But other cases are more straightforward.

Christopher Reen, the martial arts teacher jailed in March 2010, bombarded a 15-year-old girl with 800 phone calls and text messages, including one during a class that he was teaching and she was attending, as well as a picture of his private parts.

He had sex with her at his home while his wife was away, even though he knew his predecessor was on police bail for having a sexual relationship with a pupil and that two previous members of staff were in jail for the same reason.

Psychologist Dr Pam Spurr says the social distance between teacher and pupil has been eroded. “Teachers once had a mystique where you didn’t know anything about their private lives,” she says.

“They seem to be much more matey nowadays and it’s often Christian names rather than surnames. The kids are relating to them more as equals than deferring to them.

“Add to that the role of social networking sites, where you can look up anyone and see what they’re doing, what their interests are and what kind of music they like, it’s much easier for social and sexual contact to occur. But as the responsible adult it’s the teacher’s responsibility not to let those boundaries blur into having sex with pupils.”

#### What this exercise asks:
**a.** Reproduce the passage on teacher-pupil boundaries word for word, starting with "Christopher Reen, the" and going on through "his private parts.".
**b.** Resume the article on teachers crossing boundaries with pupils, picking up after its final sentence.
The items that come after the passage have nothing to do with it.

#### Supplied records:

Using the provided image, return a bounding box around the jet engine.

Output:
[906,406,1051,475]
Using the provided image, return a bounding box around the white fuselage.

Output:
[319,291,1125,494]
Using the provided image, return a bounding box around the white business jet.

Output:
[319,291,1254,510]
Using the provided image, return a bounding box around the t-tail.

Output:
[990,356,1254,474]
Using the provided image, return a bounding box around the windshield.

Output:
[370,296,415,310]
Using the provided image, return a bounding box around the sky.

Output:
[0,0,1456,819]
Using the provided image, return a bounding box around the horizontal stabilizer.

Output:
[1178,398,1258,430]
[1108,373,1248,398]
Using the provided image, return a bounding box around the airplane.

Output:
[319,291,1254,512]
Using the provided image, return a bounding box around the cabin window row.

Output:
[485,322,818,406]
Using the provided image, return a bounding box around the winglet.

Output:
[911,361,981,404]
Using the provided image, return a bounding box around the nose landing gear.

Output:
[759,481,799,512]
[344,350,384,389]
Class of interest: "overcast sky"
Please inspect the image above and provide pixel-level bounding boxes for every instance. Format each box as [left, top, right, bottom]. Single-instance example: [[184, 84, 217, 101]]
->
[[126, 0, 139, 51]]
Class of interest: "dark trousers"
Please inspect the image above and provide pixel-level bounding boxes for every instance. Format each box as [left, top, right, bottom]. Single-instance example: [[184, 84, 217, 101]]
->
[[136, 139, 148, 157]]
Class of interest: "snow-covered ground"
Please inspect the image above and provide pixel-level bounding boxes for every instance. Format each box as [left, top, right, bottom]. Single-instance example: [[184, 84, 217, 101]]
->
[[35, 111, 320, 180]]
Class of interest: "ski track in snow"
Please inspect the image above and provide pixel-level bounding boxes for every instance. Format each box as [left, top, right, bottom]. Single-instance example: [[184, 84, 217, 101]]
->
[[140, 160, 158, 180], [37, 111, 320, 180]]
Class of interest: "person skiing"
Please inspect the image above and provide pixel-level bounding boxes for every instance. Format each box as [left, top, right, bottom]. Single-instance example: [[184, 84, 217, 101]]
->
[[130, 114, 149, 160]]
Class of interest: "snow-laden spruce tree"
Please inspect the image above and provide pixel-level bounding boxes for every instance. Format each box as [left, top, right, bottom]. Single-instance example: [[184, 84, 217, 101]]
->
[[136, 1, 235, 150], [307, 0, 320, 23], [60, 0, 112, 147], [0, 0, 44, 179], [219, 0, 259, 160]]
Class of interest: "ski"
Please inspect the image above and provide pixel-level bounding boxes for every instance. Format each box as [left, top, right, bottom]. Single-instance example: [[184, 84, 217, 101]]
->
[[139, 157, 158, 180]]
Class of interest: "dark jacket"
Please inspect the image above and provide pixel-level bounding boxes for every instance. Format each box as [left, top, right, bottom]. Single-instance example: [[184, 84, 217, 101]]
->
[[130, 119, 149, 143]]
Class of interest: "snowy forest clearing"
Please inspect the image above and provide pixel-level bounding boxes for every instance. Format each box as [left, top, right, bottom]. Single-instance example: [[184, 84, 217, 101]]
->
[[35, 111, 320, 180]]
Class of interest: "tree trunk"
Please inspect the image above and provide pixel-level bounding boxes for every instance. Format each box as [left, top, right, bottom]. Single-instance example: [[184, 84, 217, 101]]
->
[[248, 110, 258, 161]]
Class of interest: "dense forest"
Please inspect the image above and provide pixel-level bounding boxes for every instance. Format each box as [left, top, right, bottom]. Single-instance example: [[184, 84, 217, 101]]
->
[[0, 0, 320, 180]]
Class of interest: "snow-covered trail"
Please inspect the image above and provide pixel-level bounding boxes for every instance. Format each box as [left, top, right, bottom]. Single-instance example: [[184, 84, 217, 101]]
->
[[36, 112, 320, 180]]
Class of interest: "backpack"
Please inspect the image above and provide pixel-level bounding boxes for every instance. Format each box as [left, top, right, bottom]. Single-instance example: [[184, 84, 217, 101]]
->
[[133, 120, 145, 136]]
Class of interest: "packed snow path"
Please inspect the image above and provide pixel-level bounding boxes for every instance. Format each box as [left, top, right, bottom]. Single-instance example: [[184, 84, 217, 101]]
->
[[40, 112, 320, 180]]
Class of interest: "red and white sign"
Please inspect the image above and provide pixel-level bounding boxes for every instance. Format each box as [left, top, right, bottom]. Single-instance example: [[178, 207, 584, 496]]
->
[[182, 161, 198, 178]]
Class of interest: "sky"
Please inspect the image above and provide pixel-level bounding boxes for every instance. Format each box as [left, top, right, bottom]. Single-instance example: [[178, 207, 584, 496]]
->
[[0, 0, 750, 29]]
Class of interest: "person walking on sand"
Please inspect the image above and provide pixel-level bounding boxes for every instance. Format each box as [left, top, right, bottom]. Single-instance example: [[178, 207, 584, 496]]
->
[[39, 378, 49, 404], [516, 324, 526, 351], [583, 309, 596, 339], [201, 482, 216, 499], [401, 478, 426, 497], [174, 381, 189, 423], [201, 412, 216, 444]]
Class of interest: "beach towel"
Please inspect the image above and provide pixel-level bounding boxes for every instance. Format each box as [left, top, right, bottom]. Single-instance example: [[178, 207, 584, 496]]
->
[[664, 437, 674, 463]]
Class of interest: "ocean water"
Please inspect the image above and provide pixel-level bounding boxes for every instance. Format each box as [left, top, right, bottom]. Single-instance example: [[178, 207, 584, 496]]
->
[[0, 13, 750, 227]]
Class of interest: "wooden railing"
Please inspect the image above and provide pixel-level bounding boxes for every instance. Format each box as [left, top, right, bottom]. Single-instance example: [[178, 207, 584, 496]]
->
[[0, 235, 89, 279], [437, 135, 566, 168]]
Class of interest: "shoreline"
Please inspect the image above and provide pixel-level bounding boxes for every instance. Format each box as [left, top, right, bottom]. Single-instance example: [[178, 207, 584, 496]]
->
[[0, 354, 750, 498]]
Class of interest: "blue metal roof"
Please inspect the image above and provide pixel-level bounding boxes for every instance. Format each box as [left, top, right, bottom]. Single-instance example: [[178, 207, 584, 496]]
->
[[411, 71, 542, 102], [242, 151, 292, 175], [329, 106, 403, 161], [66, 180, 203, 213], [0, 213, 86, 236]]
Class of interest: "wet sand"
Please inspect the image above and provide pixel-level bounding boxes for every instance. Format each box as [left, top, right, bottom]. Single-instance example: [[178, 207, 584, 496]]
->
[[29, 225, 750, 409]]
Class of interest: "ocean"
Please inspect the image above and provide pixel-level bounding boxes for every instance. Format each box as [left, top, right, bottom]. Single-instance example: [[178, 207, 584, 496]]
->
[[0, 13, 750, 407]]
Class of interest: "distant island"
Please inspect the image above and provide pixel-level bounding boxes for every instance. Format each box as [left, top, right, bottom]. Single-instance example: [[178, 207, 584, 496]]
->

#### Solved problems:
**a.**
Christopher Reen, the martial arts teacher jailed in March 2010, bombarded a 15-year-old girl with 800 phone calls and text messages, including one during a class that he was teaching and she was attending, as well as a picture of his private parts.

**b.**
A generation ago, she says, students wouldn’t have dreamed of flirting with their teachers. Our present culture is hugely youth-oriented, which means that teachers who want their pupils to like them may dress young and adopt youth slang and they may also see themselves as the natural partner of a much younger person.

It makes it all the more important, she says, not to have the wrong kind of person in the job.

“This man who calls himself the Salford Stallion obviously has a need for attention, to be valued in a way that another type of personality might not need,” she says.

“Of course you can find needy and childish personality types in any occupation and he might have been fine in another job. But when you have a cauldron of teenage emotions and needs then a teacher with the wrong sort of personality blurs the boundaries – it’s a very potent mixture.”